━━━━━ PAGE

In the recent ANI interview, BJP prime ministerial candidate Narendra Modi mentioned that the secret of his success as Gujarat chief minister was the fact that he has no power and has decentralised the functioning of the government or brought about Swaraj (rule of the people) in Gujarat. 

The word ‘Swaraj’ has inspired generations of Indians, right from Lokmanya Tilak, who propagated the thought to rid India of British rule and called it his birthright, to Mahatma Gandhi who furthered its meaning by alluding to self governance and non interference of the State.

Modi is often projected as a sort of dictator by opposition parties and in the media, and portrayed as running a centralised model in his state politics. This is despite the fact that academics like Bibek Debroy, during their study of the Gujarat model, have often highlighted decentralisation as one of the four core pillars of the Gujarat model. A close study of the Gujarat model reveals that it is in fact filled with examples of how Swaraj has been promoted to empower the common man to solve his problems by self governance versus centralising power in the hands of the government. Let’s assess how this was made possible.

━━━━━━━━━━
━━━━━ DATA SHOWN

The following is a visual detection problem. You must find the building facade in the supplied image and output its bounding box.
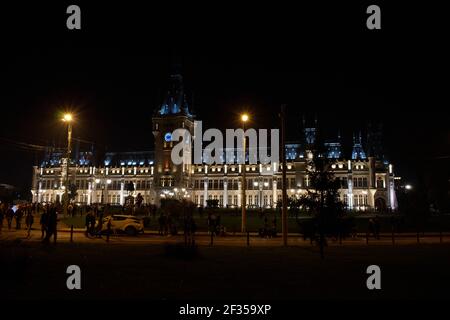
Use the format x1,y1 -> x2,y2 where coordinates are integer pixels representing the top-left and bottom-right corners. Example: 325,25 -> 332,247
31,73 -> 397,211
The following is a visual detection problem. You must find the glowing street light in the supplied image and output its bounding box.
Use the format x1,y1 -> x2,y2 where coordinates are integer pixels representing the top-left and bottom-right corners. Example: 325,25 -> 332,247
241,113 -> 249,232
62,113 -> 73,122
62,113 -> 73,216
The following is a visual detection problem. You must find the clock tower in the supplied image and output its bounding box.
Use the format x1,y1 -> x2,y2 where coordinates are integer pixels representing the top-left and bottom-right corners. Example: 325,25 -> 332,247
152,69 -> 194,198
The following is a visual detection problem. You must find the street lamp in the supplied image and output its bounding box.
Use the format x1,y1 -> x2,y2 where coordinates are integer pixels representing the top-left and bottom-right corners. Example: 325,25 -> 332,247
62,113 -> 73,216
241,113 -> 249,232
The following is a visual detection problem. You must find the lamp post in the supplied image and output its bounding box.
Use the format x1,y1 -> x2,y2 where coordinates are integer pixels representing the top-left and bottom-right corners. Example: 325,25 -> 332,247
241,113 -> 249,232
62,113 -> 73,216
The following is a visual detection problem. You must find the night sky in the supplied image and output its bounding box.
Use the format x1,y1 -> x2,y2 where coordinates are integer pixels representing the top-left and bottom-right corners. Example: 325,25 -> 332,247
0,2 -> 450,196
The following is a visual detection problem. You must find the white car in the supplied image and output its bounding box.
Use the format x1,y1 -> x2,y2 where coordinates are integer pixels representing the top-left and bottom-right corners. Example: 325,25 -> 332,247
102,214 -> 144,235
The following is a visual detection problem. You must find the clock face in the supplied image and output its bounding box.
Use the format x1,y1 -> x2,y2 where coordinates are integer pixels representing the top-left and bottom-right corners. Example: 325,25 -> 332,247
164,132 -> 172,142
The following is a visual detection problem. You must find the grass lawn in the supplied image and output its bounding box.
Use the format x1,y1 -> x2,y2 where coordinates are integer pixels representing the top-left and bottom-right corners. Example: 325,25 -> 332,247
0,243 -> 450,300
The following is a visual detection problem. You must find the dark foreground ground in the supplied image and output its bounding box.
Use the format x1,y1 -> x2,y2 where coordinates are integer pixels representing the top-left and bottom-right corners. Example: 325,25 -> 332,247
0,242 -> 450,302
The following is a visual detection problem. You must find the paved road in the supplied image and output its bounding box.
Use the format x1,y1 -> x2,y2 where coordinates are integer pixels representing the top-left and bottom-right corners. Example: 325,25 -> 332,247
0,229 -> 450,247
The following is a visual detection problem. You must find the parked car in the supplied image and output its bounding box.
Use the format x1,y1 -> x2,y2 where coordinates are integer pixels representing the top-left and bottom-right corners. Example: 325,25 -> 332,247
102,214 -> 144,235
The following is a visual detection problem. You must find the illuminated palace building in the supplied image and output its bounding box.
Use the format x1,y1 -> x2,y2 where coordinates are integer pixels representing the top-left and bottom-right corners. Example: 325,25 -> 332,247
32,72 -> 397,210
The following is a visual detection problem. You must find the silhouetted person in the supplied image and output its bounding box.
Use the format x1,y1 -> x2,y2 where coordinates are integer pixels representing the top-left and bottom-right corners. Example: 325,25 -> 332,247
44,206 -> 58,244
0,203 -> 6,233
15,207 -> 23,230
25,211 -> 34,237
39,206 -> 49,239
373,216 -> 381,240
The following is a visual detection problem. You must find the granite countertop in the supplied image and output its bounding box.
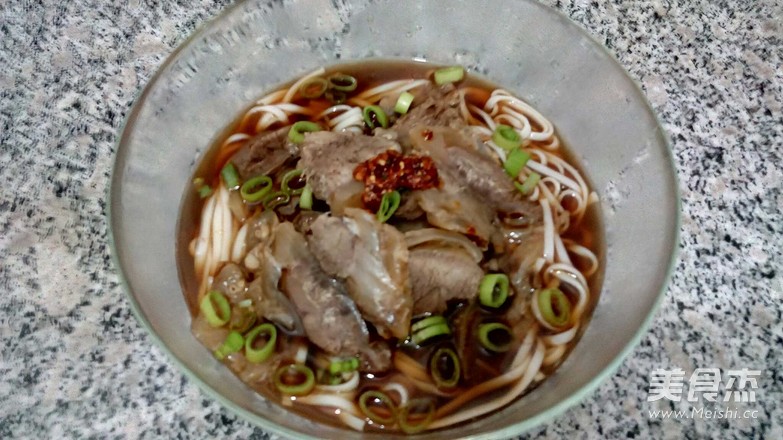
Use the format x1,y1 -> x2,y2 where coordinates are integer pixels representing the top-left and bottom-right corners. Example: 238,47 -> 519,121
0,0 -> 783,439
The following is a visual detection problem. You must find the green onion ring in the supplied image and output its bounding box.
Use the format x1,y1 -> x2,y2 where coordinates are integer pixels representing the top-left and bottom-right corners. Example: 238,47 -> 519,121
375,191 -> 401,223
220,162 -> 239,189
359,390 -> 397,425
362,105 -> 389,128
215,330 -> 245,361
239,176 -> 272,203
245,322 -> 277,364
503,148 -> 530,179
492,124 -> 522,151
288,121 -> 321,144
514,172 -> 541,194
394,92 -> 413,115
430,347 -> 461,388
411,315 -> 446,333
479,273 -> 508,309
435,66 -> 465,86
412,323 -> 451,345
299,77 -> 329,99
274,364 -> 315,396
478,322 -> 513,353
299,182 -> 313,209
537,288 -> 571,327
280,169 -> 304,196
329,73 -> 357,92
199,290 -> 231,327
264,191 -> 291,209
397,398 -> 435,434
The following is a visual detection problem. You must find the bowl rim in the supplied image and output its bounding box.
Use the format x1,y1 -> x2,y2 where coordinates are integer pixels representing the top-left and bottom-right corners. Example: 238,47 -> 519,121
105,0 -> 682,440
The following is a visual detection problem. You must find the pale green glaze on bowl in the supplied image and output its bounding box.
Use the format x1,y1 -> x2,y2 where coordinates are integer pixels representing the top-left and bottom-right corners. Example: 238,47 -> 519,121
109,0 -> 680,439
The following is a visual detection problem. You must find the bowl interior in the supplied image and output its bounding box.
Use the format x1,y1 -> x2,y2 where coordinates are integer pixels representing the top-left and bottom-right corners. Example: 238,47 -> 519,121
110,0 -> 679,439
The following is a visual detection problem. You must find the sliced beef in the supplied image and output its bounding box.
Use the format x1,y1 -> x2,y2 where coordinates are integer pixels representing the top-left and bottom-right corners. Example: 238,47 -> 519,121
231,127 -> 297,180
410,126 -> 543,225
272,222 -> 391,371
415,170 -> 495,249
247,245 -> 304,336
409,245 -> 484,316
307,208 -> 413,339
392,84 -> 467,146
298,131 -> 401,213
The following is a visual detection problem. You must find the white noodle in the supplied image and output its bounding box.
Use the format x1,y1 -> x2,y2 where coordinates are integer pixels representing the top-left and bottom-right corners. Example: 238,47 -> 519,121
337,411 -> 367,432
429,342 -> 544,429
190,73 -> 599,431
256,89 -> 286,105
540,199 -> 555,263
541,326 -> 579,346
383,382 -> 408,406
283,67 -> 326,102
314,372 -> 359,393
555,234 -> 573,265
294,344 -> 308,364
223,133 -> 250,147
541,345 -> 566,367
231,223 -> 249,264
356,79 -> 429,102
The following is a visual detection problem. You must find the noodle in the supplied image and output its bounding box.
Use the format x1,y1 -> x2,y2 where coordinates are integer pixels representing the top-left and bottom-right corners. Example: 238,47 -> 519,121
189,62 -> 600,431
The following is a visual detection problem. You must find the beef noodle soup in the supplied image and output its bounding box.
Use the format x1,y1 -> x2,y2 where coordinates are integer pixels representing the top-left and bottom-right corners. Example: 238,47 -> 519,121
178,62 -> 604,433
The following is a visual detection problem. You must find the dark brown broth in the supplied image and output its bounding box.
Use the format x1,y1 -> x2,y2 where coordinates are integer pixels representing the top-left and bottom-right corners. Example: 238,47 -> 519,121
176,60 -> 606,430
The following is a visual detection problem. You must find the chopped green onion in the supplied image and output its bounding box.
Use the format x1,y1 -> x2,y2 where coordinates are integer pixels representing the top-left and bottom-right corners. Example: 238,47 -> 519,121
299,182 -> 313,209
538,288 -> 571,327
514,172 -> 541,194
329,73 -> 357,92
492,124 -> 522,151
299,77 -> 329,99
220,162 -> 239,189
411,315 -> 446,333
199,290 -> 231,327
478,322 -> 514,353
362,105 -> 389,128
228,306 -> 258,333
503,148 -> 530,178
264,191 -> 291,209
280,170 -> 304,196
412,323 -> 451,345
274,364 -> 315,396
245,322 -> 277,364
435,66 -> 465,86
394,92 -> 413,115
329,358 -> 359,374
376,191 -> 400,223
288,121 -> 321,144
215,330 -> 245,361
239,176 -> 272,203
479,273 -> 508,309
359,390 -> 397,425
397,398 -> 435,434
430,347 -> 461,388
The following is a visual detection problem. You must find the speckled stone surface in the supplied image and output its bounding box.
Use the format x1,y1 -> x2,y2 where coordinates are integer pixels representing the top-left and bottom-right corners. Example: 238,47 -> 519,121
0,0 -> 783,439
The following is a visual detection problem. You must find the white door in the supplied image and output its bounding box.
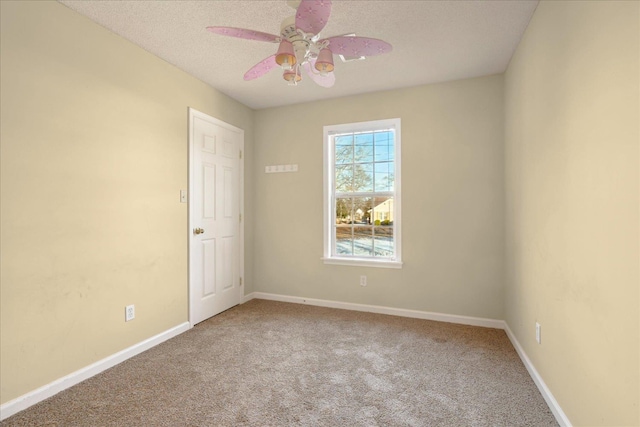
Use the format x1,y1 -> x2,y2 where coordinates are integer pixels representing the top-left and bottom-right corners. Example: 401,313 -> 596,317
189,109 -> 244,325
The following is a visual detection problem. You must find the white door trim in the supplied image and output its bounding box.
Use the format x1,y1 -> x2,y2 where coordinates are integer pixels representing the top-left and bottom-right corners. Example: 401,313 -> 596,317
187,107 -> 245,327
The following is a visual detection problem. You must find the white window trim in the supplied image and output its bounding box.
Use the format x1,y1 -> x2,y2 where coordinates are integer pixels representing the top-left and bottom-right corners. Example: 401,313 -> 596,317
322,118 -> 403,268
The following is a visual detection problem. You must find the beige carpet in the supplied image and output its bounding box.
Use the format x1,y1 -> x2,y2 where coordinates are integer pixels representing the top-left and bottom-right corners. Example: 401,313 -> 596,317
2,300 -> 557,426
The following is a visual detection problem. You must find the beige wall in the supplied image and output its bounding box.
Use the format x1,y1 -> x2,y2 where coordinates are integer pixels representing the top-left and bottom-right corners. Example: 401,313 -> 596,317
505,1 -> 640,426
254,76 -> 504,319
0,1 -> 253,403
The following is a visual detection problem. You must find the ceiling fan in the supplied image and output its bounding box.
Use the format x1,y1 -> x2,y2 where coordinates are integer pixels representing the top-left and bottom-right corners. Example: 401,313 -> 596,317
207,0 -> 391,87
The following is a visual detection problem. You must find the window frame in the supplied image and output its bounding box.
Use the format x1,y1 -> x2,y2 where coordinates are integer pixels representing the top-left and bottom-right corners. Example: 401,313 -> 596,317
322,118 -> 403,268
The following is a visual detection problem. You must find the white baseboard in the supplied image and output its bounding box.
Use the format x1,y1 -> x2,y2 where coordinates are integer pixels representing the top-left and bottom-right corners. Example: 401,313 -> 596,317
243,292 -> 505,329
0,322 -> 191,421
504,322 -> 571,427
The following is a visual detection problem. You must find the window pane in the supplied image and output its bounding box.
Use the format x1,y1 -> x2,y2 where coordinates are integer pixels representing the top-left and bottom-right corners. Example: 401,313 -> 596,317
336,164 -> 353,193
350,163 -> 373,191
375,131 -> 395,162
335,225 -> 353,255
336,197 -> 353,224
353,227 -> 373,256
373,197 -> 393,226
353,197 -> 373,225
373,225 -> 394,256
354,133 -> 373,163
335,135 -> 353,165
374,162 -> 394,191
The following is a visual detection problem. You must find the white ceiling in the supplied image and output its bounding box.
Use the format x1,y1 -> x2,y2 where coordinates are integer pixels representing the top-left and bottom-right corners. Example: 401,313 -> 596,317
59,0 -> 538,109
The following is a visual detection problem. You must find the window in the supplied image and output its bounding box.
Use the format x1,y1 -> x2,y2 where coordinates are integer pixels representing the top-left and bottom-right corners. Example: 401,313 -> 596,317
323,119 -> 402,268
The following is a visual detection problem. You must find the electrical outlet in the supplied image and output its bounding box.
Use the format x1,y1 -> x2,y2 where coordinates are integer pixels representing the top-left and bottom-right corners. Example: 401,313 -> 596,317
124,304 -> 136,322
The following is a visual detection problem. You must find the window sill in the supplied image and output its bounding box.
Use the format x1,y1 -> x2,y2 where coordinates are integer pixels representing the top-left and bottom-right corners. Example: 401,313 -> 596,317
322,257 -> 402,268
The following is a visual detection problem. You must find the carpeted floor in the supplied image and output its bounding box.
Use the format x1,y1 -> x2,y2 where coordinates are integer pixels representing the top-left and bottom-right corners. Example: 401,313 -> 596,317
1,300 -> 557,426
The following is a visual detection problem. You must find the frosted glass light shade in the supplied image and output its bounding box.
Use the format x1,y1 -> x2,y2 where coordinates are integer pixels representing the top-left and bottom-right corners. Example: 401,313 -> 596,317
276,40 -> 296,70
282,70 -> 302,84
316,49 -> 333,74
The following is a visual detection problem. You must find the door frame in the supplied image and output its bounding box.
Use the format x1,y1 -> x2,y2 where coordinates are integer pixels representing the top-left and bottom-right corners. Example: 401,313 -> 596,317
187,107 -> 245,327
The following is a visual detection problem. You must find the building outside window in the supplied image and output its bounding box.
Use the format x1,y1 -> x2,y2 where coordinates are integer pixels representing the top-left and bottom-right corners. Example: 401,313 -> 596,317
324,119 -> 402,268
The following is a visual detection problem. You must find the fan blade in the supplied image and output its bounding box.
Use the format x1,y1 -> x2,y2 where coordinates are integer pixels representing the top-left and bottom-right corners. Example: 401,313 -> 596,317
323,36 -> 392,56
296,0 -> 331,34
207,27 -> 280,43
244,55 -> 278,80
302,59 -> 336,87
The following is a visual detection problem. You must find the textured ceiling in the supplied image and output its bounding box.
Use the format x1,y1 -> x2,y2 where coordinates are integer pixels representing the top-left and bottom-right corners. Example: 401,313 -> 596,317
59,0 -> 538,109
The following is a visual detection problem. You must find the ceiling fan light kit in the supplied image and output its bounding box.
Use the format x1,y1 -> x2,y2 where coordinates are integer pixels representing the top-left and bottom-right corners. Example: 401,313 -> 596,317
207,0 -> 392,87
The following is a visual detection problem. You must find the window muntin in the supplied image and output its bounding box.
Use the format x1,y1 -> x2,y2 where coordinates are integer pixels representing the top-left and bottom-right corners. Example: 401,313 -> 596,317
324,119 -> 401,267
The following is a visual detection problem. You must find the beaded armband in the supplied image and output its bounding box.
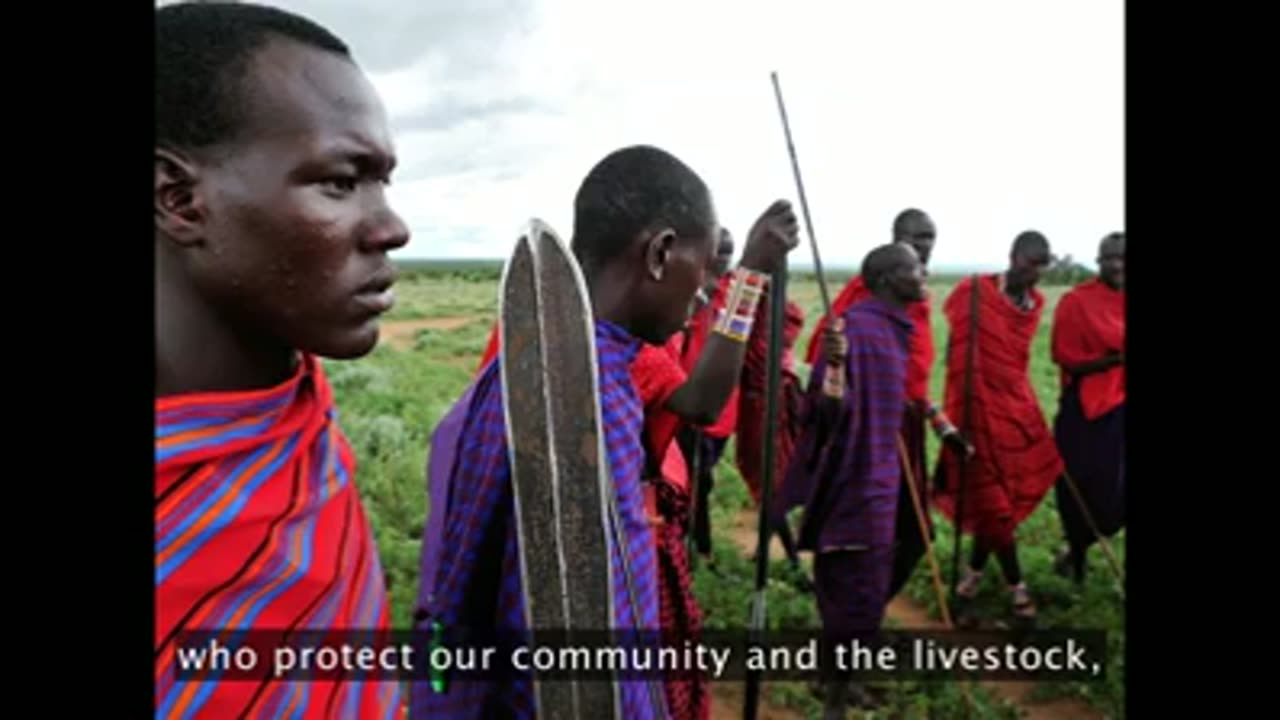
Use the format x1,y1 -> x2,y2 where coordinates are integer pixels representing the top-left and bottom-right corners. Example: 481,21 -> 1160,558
712,268 -> 769,342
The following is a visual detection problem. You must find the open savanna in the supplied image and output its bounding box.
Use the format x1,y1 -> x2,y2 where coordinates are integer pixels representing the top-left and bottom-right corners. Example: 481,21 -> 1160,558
326,261 -> 1125,720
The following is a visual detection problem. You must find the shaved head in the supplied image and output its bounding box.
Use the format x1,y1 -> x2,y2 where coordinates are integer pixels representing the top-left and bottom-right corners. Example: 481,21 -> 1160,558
893,208 -> 938,266
1098,232 -> 1124,290
861,242 -> 924,305
1006,231 -> 1053,291
1012,231 -> 1048,256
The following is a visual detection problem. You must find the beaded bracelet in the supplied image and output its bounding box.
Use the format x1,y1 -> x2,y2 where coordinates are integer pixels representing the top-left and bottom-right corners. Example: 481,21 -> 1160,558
712,268 -> 769,342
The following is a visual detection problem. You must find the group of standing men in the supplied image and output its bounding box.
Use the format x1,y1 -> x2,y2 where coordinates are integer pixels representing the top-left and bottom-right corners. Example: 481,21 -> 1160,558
155,3 -> 1124,719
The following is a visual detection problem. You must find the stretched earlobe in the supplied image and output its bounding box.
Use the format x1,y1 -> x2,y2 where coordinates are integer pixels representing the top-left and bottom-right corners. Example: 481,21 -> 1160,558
155,147 -> 206,246
645,228 -> 676,282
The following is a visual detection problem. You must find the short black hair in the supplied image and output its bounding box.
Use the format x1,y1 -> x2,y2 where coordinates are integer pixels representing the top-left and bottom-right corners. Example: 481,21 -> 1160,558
892,208 -> 929,238
572,145 -> 716,269
156,3 -> 351,150
859,242 -> 915,292
1010,231 -> 1048,255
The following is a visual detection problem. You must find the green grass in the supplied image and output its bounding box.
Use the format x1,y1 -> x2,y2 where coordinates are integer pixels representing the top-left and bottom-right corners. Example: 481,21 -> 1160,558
326,269 -> 1125,719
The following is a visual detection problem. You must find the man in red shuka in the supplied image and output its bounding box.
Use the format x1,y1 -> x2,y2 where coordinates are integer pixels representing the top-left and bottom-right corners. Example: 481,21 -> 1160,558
1053,233 -> 1125,583
936,231 -> 1064,620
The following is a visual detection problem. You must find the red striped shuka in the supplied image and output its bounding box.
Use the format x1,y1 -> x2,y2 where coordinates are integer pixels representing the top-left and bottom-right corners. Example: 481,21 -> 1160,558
631,334 -> 712,720
155,355 -> 401,719
936,274 -> 1064,551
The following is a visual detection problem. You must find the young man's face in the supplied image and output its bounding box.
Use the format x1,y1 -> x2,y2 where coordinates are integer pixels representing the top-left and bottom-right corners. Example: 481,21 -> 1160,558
895,215 -> 938,269
170,41 -> 408,357
1010,242 -> 1052,288
888,243 -> 924,302
1098,237 -> 1124,290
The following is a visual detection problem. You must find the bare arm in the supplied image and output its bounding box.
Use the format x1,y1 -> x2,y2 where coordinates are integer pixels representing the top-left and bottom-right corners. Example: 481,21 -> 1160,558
1062,351 -> 1124,378
666,200 -> 800,425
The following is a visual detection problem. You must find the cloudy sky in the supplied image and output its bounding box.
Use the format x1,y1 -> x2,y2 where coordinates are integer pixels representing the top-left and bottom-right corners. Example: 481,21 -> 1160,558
162,0 -> 1125,269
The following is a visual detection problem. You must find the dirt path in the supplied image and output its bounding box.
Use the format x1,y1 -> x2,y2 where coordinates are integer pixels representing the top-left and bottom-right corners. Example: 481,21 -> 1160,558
380,316 -> 475,350
727,510 -> 1102,720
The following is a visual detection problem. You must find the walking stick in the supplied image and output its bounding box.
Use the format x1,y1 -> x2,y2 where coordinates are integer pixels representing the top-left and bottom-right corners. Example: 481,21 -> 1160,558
769,72 -> 831,315
951,275 -> 980,605
685,429 -> 712,573
1062,469 -> 1125,598
742,260 -> 787,720
897,434 -> 974,717
897,436 -> 954,629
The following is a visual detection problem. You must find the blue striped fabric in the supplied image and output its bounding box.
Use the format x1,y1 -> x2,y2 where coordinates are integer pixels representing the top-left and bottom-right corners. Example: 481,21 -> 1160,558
411,322 -> 664,720
797,299 -> 913,543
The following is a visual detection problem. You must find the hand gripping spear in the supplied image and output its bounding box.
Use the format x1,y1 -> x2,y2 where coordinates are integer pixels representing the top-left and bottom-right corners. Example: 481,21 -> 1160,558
742,72 -> 844,720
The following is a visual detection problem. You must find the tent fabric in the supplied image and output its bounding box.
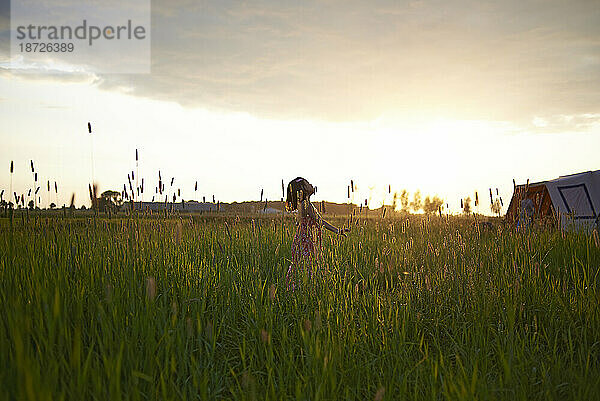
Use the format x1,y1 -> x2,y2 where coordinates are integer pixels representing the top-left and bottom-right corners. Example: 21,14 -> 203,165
546,170 -> 600,229
507,170 -> 600,231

━━━━━━━━━━

### PROBLEMS
a: Rewrite the part of the Swaraj piece that opens with the words containing "Modi is often" and closes with "was made possible.", changing "dictator" to "autocrat".
b: Summarize the Swaraj piece in two sentences.
c: Using the Swaraj piece, say whether each statement agrees with it, quoting the deciding words: (i) Lokmanya Tilak called Swaraj his birthright. (ii) Bibek Debroy described decentralization as the only pillar of the Gujarat model. (iii) Modi made his remarks about Swaraj in an ANI interview.
The material isn't needed for any of this.

### ANSWERS BELOW
a:
Modi is often projected as a sort of autocrat by opposition parties and in the media, and portrayed as running a centralised model in his state politics. This is despite the fact that academics like Bibek Debroy, during their study of the Gujarat model, have often highlighted decentralisation as one of the four core pillars of the Gujarat model. A close study of the Gujarat model reveals that it is in fact filled with examples of how Swaraj has been promoted to empower the common man to solve his problems by self governance versus centralising power in the hands of the government. Let’s assess how this was made possible.

b: In an ANI interview, Narendra Modi said his success as Gujarat chief minister came from having no power and decentralizing the government, bringing Swaraj to Gujarat. Opposition parties and the media often portray him as a dictator running a centralized model, but academics like Bibek Debroy have highlighted decentralization as a core pillar of the Gujarat model, which the piece says is full of examples of Swaraj empowering the common man.

c:
(i) Yes: "called it his birthright."
(ii) No: "one of the four core pillars of the Gujarat model."
(iii) Yes: "In the recent ANI interview."